__À faire__
[a] D'après l'article sur Jaguar Land Rover, répondez aux questions suivantes :
(i) Quel poste occupe Léo Lubrano chez JLR ?
(ii) En quelle année JLR est-il né ?
(iii) Quels trois noms l'article cite-t-il comme relevant de Land Rover, sa « maison mère » ?
[b] Rédigez la suite de l'article sur Jaguar Land Rover, en reprenant après sa dernière phrase.

__Document source__
--- --- ---

Alors que l’industrie automobile vit l’une des plus grandes transformations de son histoire, portée par les réglementations environnementales, Jaguar Land Rover (JLR) dessine une trajectoire électrisée tout en conservant son ADN.
Dans un entretien exclusif, le responsable Press & PR France de JLR, Léo Lubrano, nous a livré la vision, les dilemmes et les ambitions du groupe britannique.

JLR, une marque de luxe complète
Né en 2013 de l’union de deux icônes de l’automobile britannique, Jaguar et Land Rover (JLR) s’est construit sur un héritage de luxe et de prestige automobile.
Jaguar représente l’élégance, la sportivité et les performances motorisées d’exception, tandis que Land Rover, maison mère de Range Rover, Defender et Discovery, incarne la robustesse, l’aventure et un savoir-faire tout-terrain mondialement reconnu, devenant au fil des décennies synonyme de raffinement et de confort absolu.
« L’objectif du groupe, c’est vraiment de créer un univers pour chaque marque. Elles ont chacune leur propre univers, toujours guidé par des ambitions fortes de robustesse, d’élégance et de pureté des lignes, afin de viser le segment luxe du secteur automobile. »

--- --- ---

[Entrées d'annotation par coordonnées]
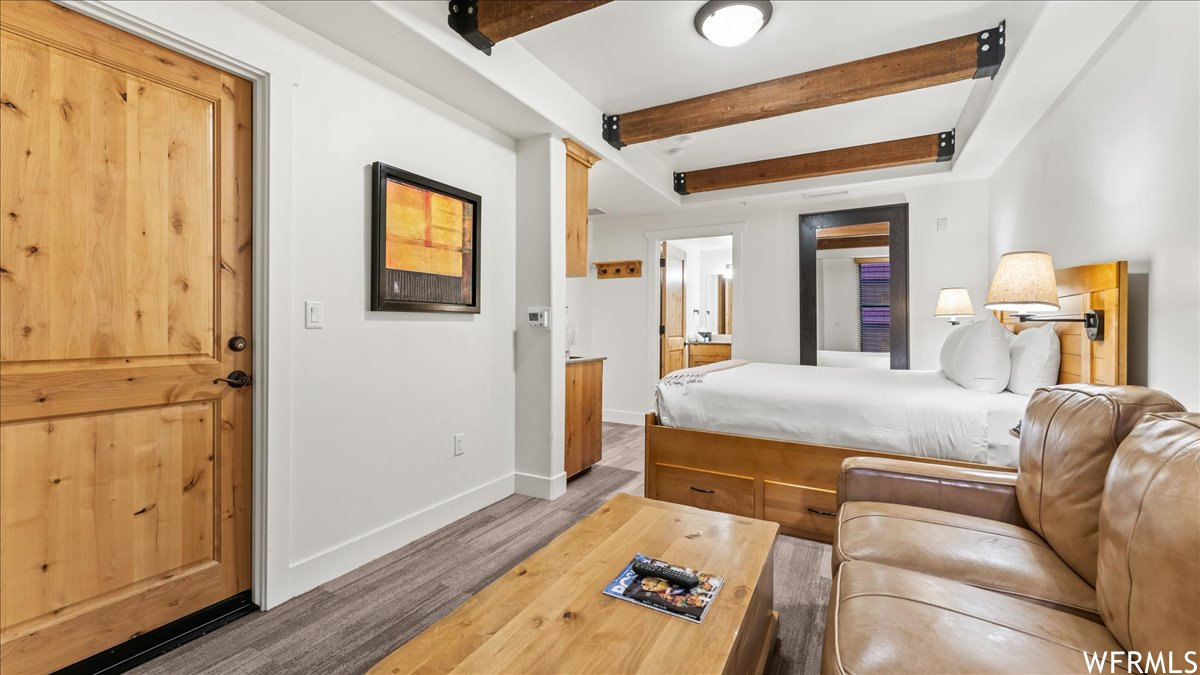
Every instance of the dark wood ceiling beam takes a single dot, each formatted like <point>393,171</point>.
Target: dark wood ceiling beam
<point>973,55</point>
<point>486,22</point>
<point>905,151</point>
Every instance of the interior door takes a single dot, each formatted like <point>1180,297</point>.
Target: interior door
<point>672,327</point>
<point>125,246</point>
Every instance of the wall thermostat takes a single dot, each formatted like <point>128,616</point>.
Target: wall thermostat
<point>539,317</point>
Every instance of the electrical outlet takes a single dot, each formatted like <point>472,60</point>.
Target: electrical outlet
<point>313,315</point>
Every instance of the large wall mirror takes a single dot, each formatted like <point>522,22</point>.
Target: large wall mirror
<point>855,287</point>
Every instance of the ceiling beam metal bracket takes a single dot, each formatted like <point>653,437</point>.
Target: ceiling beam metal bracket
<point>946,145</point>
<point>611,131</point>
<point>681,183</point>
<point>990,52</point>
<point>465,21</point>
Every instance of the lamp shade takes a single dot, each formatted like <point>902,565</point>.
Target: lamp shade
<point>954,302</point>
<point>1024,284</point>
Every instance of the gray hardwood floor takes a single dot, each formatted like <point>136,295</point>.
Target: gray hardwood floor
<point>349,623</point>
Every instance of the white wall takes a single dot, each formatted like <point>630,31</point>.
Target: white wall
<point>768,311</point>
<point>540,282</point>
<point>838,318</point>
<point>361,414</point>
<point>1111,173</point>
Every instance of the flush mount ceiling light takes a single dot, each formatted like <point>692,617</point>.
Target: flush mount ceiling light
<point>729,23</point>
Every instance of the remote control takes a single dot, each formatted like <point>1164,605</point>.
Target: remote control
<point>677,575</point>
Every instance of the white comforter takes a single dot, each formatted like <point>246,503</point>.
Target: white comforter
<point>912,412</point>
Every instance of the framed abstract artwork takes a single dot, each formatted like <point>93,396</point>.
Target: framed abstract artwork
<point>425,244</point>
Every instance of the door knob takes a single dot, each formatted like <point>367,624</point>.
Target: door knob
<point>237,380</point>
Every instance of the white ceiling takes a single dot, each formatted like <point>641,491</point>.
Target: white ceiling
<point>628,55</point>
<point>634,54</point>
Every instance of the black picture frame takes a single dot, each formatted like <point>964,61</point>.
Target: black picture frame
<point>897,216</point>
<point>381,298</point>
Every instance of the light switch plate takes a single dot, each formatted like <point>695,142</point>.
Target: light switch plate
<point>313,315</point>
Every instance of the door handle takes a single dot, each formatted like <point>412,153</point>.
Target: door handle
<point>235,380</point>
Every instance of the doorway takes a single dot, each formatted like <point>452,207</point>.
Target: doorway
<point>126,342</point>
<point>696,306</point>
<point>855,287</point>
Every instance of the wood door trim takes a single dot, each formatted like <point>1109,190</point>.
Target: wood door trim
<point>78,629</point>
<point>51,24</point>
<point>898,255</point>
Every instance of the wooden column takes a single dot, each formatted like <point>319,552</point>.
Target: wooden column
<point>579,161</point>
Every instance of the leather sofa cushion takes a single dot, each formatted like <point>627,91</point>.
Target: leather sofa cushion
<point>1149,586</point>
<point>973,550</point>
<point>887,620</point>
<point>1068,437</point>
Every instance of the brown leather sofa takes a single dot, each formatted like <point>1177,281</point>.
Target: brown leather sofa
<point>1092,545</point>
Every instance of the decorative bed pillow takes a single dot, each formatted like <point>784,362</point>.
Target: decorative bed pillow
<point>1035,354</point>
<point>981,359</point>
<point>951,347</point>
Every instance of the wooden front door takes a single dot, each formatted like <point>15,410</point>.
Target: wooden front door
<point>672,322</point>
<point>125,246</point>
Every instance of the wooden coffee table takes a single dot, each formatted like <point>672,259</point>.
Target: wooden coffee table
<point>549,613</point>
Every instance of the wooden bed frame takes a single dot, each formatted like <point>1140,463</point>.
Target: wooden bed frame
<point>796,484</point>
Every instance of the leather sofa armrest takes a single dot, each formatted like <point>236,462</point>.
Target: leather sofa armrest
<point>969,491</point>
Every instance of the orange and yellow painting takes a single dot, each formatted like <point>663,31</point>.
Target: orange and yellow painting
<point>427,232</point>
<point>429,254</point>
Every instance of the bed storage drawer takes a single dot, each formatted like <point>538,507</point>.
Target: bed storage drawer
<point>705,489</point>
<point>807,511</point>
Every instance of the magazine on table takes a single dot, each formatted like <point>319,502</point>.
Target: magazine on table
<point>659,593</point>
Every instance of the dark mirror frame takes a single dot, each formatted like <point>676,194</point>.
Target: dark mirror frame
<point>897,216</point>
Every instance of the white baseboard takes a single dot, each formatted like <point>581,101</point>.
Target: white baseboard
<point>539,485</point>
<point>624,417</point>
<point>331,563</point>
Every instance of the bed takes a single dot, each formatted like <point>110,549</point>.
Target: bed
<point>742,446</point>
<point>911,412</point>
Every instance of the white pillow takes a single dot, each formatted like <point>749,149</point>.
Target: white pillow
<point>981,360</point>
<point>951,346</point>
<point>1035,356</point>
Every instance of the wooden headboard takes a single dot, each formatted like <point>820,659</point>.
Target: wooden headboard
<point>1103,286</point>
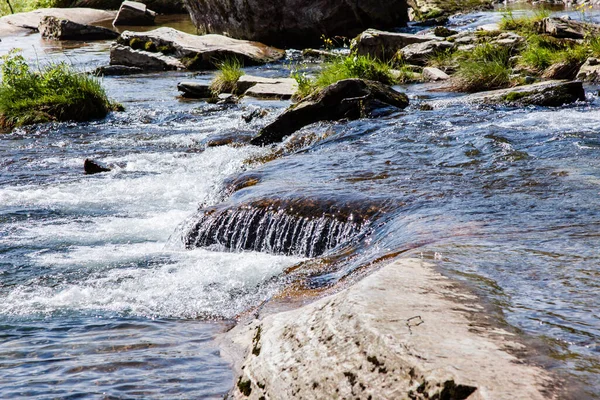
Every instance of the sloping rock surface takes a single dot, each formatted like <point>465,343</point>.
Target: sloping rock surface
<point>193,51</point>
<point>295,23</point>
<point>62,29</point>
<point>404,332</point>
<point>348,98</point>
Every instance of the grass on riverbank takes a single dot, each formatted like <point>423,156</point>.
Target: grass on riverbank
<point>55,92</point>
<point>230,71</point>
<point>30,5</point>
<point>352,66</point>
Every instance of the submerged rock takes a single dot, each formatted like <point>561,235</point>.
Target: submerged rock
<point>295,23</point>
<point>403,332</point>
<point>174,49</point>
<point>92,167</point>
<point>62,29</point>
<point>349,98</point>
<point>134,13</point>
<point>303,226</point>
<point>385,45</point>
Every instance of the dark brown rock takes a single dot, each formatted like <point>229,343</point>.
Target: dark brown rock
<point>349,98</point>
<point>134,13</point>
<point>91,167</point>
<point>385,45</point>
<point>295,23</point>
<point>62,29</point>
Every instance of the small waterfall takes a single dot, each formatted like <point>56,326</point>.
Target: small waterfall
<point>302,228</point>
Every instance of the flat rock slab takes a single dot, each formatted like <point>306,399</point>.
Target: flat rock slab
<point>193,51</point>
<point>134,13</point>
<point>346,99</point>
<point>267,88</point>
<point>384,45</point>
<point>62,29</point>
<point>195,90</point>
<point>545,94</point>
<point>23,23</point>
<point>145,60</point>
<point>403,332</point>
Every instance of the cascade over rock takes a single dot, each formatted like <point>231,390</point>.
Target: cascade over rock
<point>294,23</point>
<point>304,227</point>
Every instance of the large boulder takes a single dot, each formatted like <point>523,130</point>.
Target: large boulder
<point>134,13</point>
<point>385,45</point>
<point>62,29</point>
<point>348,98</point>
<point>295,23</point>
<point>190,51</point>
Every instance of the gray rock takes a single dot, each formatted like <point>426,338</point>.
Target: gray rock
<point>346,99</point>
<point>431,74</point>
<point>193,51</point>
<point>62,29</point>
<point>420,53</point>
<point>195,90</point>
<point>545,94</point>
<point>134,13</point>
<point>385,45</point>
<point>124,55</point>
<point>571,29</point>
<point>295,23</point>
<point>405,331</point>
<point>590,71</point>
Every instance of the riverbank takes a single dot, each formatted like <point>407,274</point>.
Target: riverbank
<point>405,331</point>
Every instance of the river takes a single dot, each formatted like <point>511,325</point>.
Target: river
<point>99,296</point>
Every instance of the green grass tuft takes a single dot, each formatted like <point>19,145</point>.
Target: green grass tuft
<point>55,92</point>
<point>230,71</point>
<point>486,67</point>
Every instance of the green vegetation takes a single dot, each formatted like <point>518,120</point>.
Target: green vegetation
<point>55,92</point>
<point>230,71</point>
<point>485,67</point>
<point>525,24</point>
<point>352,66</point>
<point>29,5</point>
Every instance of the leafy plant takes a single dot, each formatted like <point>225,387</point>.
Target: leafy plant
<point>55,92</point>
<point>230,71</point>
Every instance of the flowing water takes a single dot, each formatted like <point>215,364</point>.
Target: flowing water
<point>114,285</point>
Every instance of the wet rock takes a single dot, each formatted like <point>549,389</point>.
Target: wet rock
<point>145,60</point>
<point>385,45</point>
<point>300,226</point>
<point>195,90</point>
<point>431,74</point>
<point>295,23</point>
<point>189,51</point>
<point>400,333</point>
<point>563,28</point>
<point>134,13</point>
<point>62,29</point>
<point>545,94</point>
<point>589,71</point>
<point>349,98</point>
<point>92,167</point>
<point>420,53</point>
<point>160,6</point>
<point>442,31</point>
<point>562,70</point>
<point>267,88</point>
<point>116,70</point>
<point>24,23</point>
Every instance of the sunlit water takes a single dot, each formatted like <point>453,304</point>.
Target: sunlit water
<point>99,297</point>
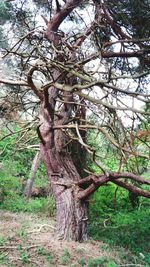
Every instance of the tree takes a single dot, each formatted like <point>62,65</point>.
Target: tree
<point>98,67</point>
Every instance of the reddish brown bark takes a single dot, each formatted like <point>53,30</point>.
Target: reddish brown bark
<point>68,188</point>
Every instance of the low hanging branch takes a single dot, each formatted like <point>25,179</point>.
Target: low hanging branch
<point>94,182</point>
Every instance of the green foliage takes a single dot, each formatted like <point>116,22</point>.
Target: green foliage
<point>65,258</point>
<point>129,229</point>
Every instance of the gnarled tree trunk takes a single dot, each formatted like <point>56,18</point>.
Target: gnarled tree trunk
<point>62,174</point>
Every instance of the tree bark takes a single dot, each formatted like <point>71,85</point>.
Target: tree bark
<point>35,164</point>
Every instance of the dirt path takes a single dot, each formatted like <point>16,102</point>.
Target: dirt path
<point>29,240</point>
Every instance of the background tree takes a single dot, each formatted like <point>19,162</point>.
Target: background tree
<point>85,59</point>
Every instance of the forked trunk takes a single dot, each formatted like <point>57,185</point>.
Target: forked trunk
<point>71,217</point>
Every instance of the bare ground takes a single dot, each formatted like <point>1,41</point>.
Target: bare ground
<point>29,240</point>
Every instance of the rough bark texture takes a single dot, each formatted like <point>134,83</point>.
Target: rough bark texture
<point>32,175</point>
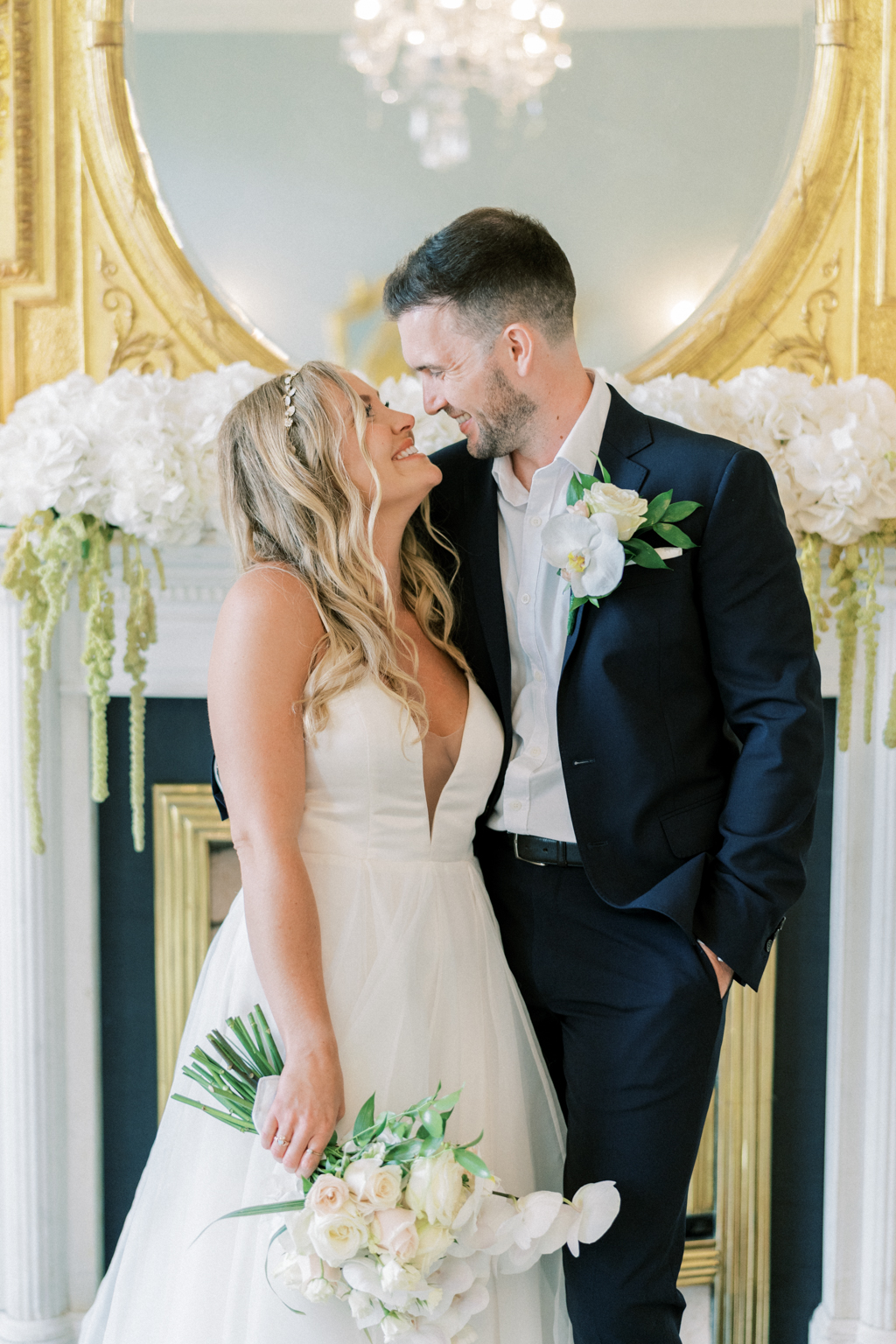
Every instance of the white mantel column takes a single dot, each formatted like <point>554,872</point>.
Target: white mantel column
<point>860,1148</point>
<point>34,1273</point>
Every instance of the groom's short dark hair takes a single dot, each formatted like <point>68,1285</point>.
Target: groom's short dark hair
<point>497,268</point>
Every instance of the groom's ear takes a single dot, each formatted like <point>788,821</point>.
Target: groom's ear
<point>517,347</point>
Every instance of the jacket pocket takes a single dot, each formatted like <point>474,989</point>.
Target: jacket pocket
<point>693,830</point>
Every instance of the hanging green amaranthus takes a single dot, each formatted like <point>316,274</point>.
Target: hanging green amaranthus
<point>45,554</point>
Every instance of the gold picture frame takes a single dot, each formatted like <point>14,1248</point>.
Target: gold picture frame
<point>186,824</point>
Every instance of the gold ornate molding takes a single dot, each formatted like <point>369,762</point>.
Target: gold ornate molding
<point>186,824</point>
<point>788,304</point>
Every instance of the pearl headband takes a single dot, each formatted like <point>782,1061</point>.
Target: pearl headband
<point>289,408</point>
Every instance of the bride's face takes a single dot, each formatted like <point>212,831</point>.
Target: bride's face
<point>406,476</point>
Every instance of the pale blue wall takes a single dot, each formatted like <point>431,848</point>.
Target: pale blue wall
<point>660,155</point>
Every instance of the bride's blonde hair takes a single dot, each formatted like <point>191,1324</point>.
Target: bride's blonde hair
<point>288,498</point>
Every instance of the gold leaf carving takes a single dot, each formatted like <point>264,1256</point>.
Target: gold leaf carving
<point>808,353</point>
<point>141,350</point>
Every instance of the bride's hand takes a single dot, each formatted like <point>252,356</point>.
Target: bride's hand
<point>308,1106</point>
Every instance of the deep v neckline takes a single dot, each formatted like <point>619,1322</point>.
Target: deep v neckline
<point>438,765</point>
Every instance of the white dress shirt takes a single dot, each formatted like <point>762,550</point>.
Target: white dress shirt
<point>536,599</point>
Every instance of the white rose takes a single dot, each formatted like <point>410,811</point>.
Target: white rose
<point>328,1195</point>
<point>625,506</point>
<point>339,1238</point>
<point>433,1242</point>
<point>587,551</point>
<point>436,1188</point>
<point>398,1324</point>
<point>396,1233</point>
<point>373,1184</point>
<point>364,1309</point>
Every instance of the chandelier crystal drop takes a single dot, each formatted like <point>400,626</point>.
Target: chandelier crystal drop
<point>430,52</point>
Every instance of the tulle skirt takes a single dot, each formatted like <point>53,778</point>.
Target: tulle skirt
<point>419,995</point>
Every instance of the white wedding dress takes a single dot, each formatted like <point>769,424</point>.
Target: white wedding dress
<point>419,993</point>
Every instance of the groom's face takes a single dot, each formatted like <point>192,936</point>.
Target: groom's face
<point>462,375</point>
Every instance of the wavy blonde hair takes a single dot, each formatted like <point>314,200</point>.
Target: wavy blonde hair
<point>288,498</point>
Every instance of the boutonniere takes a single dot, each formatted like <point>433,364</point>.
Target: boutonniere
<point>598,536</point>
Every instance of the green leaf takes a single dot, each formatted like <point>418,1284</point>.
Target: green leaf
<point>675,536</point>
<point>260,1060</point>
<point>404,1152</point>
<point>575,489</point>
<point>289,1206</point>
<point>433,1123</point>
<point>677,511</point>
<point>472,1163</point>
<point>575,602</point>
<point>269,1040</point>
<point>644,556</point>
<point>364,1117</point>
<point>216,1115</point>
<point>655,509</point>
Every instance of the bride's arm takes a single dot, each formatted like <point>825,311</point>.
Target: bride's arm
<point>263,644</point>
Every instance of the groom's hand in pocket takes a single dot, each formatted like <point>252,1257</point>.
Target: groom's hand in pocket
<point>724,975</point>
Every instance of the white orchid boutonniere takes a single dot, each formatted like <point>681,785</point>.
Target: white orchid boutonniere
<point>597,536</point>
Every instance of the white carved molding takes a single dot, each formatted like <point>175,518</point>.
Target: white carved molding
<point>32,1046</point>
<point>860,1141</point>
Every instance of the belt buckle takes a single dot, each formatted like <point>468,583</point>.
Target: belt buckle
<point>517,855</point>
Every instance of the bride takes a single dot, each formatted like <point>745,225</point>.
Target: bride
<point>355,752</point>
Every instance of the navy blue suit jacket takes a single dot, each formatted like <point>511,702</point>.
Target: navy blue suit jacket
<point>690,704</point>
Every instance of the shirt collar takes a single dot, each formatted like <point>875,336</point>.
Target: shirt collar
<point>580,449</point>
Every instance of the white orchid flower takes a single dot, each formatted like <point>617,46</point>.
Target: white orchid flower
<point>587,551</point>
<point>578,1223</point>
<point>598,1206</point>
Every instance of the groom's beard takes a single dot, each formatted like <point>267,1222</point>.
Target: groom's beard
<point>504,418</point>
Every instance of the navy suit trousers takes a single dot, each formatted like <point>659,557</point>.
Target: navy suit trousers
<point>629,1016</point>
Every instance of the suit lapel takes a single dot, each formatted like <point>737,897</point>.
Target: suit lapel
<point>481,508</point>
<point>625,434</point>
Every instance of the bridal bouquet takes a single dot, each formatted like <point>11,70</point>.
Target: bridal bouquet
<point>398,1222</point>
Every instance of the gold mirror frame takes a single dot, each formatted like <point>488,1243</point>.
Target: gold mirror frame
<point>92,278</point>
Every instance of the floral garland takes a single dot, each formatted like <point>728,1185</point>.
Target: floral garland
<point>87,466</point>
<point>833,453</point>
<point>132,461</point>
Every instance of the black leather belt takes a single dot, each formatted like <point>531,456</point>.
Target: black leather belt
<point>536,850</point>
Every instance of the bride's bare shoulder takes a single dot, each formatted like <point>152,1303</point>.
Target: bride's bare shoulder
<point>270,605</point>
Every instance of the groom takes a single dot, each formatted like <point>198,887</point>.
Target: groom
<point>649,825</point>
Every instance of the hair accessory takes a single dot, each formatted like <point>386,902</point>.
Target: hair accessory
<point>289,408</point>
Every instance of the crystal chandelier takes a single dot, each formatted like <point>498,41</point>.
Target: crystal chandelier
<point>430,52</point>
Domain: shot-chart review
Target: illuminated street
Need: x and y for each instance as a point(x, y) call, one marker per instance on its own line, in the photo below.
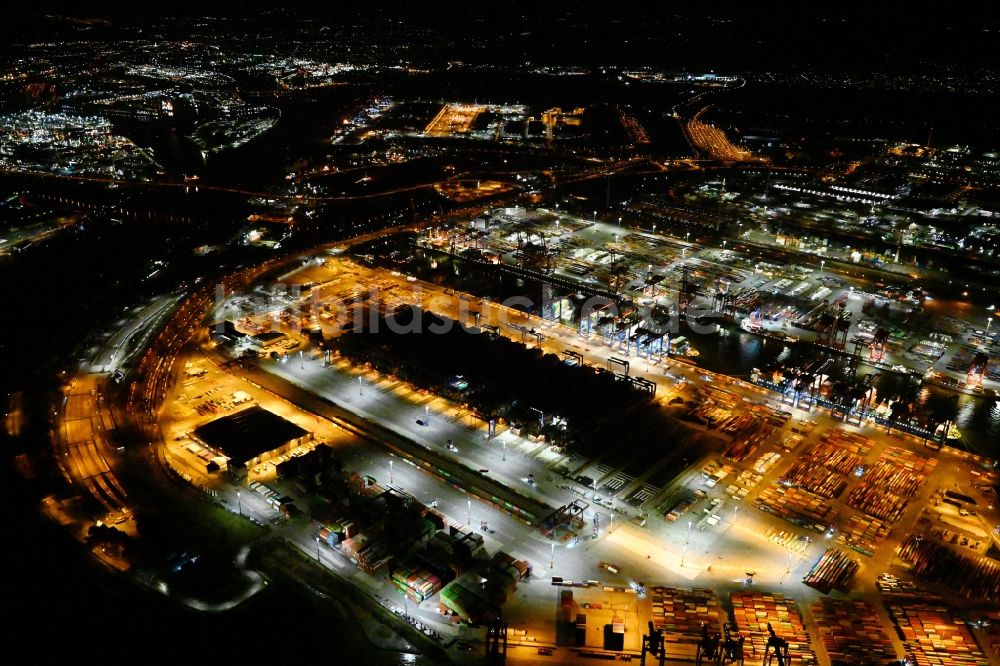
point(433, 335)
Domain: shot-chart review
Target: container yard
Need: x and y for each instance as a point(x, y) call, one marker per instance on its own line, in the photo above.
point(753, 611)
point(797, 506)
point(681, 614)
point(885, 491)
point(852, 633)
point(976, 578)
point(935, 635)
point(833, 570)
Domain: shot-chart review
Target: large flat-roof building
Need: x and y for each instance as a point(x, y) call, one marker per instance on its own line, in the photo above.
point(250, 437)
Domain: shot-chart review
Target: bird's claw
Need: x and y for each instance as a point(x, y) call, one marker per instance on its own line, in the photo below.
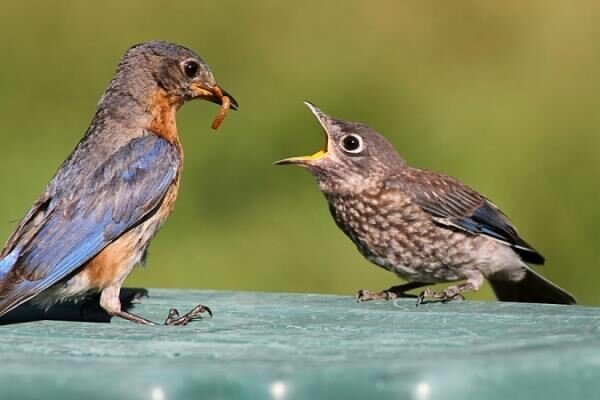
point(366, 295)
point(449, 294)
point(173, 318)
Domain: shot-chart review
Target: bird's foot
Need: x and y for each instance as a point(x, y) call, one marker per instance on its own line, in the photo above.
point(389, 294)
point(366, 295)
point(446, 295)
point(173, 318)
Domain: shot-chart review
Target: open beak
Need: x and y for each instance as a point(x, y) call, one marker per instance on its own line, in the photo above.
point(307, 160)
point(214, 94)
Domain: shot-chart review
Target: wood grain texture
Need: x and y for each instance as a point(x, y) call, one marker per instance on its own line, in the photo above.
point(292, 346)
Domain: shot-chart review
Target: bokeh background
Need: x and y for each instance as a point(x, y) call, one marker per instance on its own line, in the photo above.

--- --- ---

__Réponses ci-dessous__
[a]
(i) Responsable Press & PR France de JLR.
(ii) En 2013.
(iii) Range Rover, Defender et Discovery.

[b]
En effet, Jaguar incarne désormais un luxe moderne et assumé, guidé par la logique du « copy nothing » (des véhicules qu’on ne voit nulle part ailleurs et qui cassent les codes). Elle se renouvelle entièrement avec une gamme 100 % électrique.
Chez Range Rover, « on cultive vraiment le côté luxe, l’élégance, le charisme, et la pureté des lignes. Et pour ça, on explore l’univers alpin, l’univers nautique et le design. »
« Defender porte quant à elle les valeurs de robustesse, le côté baroudeur, l’aventure. On met plus en avant ce qu’on appelle le top luxury. Ça reste toujours une marque du groupe JLR mais cette fois-ci, elle se développe autour des adjectifs qui ont fait la réputation de la marque : le dépassement de soi et le franchissement. »
Enfin, Discovery conserve son rôle de SUV familial haut de gamme, polyvalent et tourné vers le voyage.
Une vision à long terme
Dans le souci de répondre aux normes européennes en termes d’électrification des flottes de véhicules, le groupe britannique a dû s’adapter et transformer ses modèles. La première marque du groupe à devenir une marque 100 % électrique est Jaguar : « Si notre objectif est d’aborder ce changement tout en douceur, avec Jaguar ça s’est fait de manière beaucoup plus radicale. On a décidé de relancer la marque en produisant des véhicules uniquement équipés de moteurs électriques dès l’année 2026. »
Jaguar change donc totalement de vision, incarnée par la Jaguar Type 00 qui sera le symbole du renouveau de la marque. « Il servira de modèle pour les prochains véhicules qui sortiront, le premier en date sera le GT Coupé 4 portes 100 % électrique. »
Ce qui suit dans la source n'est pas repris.